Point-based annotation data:
━━━

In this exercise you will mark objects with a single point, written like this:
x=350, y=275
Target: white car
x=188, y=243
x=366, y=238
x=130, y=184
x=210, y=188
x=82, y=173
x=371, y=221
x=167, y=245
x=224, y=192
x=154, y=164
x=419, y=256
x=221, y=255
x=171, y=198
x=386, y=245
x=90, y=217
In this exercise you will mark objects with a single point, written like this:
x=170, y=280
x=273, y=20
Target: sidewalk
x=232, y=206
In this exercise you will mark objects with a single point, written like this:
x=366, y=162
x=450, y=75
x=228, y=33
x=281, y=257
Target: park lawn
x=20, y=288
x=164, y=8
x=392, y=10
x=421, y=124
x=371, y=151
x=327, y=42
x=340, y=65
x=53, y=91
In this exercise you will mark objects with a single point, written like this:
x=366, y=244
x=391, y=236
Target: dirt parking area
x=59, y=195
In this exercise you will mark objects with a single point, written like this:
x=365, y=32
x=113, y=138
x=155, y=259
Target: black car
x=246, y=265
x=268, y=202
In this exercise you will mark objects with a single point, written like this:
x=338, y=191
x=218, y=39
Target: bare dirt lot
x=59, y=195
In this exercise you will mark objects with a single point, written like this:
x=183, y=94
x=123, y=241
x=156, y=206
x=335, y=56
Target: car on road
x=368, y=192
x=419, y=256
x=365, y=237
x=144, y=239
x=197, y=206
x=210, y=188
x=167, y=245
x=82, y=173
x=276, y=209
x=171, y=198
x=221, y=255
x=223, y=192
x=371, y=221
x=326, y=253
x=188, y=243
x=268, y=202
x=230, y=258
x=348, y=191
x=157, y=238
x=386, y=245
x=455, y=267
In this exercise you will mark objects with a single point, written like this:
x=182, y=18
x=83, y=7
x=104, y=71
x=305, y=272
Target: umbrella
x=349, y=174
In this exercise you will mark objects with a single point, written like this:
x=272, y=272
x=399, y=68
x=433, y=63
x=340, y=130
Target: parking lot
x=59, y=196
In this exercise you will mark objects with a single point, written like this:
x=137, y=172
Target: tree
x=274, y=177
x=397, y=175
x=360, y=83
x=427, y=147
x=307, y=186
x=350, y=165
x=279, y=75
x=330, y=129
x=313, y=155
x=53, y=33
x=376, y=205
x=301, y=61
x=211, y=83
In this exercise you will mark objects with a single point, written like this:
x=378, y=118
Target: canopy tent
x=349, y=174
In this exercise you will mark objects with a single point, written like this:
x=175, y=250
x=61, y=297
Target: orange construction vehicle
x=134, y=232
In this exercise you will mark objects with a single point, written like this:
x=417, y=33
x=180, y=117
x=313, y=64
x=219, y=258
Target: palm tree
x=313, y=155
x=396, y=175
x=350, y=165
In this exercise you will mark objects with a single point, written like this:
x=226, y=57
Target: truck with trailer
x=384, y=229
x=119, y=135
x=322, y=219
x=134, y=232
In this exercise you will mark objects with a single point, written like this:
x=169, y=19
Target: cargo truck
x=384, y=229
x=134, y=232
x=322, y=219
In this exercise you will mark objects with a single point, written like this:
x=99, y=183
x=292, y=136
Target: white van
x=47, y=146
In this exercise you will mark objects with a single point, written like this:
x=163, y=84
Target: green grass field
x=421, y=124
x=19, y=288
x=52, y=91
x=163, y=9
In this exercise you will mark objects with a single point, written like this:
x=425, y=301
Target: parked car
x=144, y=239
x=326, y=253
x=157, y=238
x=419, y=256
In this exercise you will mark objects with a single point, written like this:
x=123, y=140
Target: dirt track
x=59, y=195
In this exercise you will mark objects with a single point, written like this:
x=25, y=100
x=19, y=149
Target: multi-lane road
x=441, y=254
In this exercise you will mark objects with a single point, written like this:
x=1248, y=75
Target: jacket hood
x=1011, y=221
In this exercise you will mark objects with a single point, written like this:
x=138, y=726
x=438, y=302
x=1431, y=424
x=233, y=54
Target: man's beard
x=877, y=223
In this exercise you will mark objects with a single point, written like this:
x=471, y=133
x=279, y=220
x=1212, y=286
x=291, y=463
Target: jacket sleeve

━━━

| Exercise |
Write the material out exactly, with nothing left out.

| Solution to this exercise |
In this exercise you will mark objects with a single point, written like this:
x=350, y=275
Target: white car
x=188, y=243
x=366, y=238
x=130, y=184
x=210, y=188
x=82, y=173
x=371, y=221
x=167, y=245
x=224, y=192
x=154, y=164
x=419, y=256
x=221, y=255
x=171, y=198
x=386, y=245
x=90, y=217
In this exercise you will mark objects with a single point, written like this:
x=170, y=280
x=273, y=20
Target: sidewalk
x=232, y=206
In this exercise you will mark objects with a single point, written like this:
x=366, y=162
x=450, y=75
x=228, y=33
x=281, y=257
Target: park lawn
x=20, y=288
x=164, y=8
x=392, y=10
x=421, y=124
x=371, y=151
x=327, y=42
x=340, y=65
x=53, y=91
In this exercise you will mark objects with a single point, written like this:
x=366, y=244
x=391, y=236
Target: dirt parking area
x=59, y=195
In this exercise you will mark objects with a single point, written like this:
x=365, y=32
x=113, y=138
x=155, y=259
Target: black car
x=246, y=265
x=268, y=202
In this exercise you will mark objects with a single point, written like this:
x=338, y=191
x=218, y=39
Target: bare dirt lot
x=59, y=195
In this exercise you will mark objects with a single point, written like this:
x=183, y=94
x=123, y=241
x=156, y=206
x=335, y=56
Target: car on road
x=368, y=192
x=419, y=256
x=365, y=237
x=144, y=239
x=197, y=206
x=210, y=188
x=167, y=245
x=82, y=173
x=276, y=209
x=171, y=198
x=221, y=255
x=223, y=192
x=371, y=221
x=326, y=253
x=188, y=243
x=268, y=202
x=230, y=258
x=348, y=191
x=157, y=238
x=386, y=245
x=455, y=267
In this exercise you will mark objects with a single point, written like this:
x=182, y=18
x=83, y=7
x=104, y=71
x=305, y=272
Target: umbrella
x=349, y=174
In this exercise you will mark objects with a single point, written like this:
x=272, y=272
x=399, y=68
x=433, y=63
x=340, y=130
Target: parking lot
x=59, y=196
In this exercise you will mark objects with a single point, written like this:
x=137, y=172
Target: tree
x=274, y=177
x=397, y=175
x=360, y=83
x=427, y=147
x=307, y=186
x=350, y=165
x=279, y=75
x=330, y=129
x=313, y=155
x=53, y=33
x=376, y=205
x=301, y=61
x=211, y=83
In this exercise you will mark objects with a single point, written like this:
x=378, y=118
Target: canopy tent
x=349, y=174
In this exercise you will mark objects with a single point, written like this:
x=175, y=250
x=61, y=297
Target: orange construction vehicle
x=134, y=232
In this exercise you will mark objects with a single point, written like this:
x=417, y=33
x=180, y=117
x=313, y=64
x=219, y=258
Target: palm tree
x=313, y=155
x=396, y=175
x=350, y=165
In this exercise you will mark objects with a single point, written like this:
x=226, y=57
Target: truck with trailer
x=384, y=229
x=119, y=135
x=322, y=219
x=134, y=232
In this exercise you will mark objects with a single point, written like this:
x=169, y=19
Target: cargo truck
x=384, y=229
x=134, y=232
x=322, y=219
In this exercise you will mark objects with a single point, written like this:
x=99, y=183
x=292, y=136
Target: white van
x=47, y=146
In this exercise you will mark objects with a single point, written like this:
x=163, y=84
Target: green grass field
x=421, y=124
x=19, y=288
x=52, y=91
x=163, y=9
In this exercise you will mark objects with a single point, written like this:
x=425, y=301
Target: parked car
x=144, y=239
x=326, y=253
x=157, y=238
x=419, y=256
In this exercise you will mark objects with a single point, written like this:
x=123, y=140
Target: dirt track
x=59, y=195
In this exercise you will mark objects with a single point, written like this:
x=25, y=100
x=19, y=149
Target: multi-lane road
x=441, y=254
In this exercise you will mark objects with a single point, written like this:
x=1248, y=75
Target: jacket hood
x=1011, y=221
In this exercise you will mark objects with a single point, written like this:
x=138, y=726
x=438, y=302
x=1431, y=424
x=233, y=54
Target: man's beard
x=877, y=223
In this exercise you will mark objects with a single point, written like this:
x=471, y=133
x=279, y=220
x=1212, y=286
x=291, y=463
Target: jacket sleeve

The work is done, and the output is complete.